• [PROBLEM REQUIREMENTS]: Copy everything in the listing below, from the line containing "task | place a point on the bride's" down to the line containing "x=258, y=116", both ends included, and keep the request lines and sample coordinates unchanged. Multiply each answer coordinate by 2.1 and round the result to a whole number, with halves rounded up.

• [INPUT MATERIAL]:
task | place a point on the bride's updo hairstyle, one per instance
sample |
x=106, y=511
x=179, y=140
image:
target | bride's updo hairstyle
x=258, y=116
--
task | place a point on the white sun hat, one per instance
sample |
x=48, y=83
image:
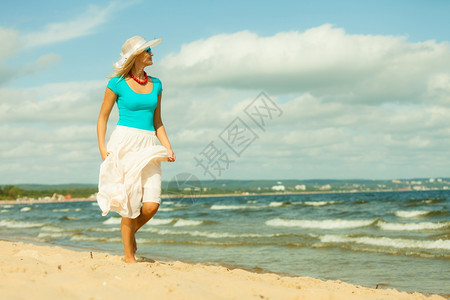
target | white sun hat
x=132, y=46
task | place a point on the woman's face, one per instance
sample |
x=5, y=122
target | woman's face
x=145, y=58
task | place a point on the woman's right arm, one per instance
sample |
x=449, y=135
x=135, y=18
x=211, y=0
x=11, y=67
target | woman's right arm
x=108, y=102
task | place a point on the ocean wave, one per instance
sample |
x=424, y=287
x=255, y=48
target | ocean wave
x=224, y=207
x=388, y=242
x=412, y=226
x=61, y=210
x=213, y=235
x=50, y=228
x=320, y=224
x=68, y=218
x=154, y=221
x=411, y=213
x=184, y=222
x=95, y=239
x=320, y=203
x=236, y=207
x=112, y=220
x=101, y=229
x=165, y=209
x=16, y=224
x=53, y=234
--
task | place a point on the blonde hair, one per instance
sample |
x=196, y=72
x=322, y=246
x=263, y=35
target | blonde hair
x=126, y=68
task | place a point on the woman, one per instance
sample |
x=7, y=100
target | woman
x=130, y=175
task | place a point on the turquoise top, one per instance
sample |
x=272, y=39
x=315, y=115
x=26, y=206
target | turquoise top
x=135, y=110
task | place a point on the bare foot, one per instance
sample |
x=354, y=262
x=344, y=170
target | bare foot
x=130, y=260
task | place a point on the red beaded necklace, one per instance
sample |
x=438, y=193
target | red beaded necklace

• [RESULT FOR THIS EXERCISE]:
task | place a point on the bride's updo hairstyle, one per instance
sample |
x=106, y=511
x=179, y=140
image:
target | bride's updo hairstyle
x=542, y=244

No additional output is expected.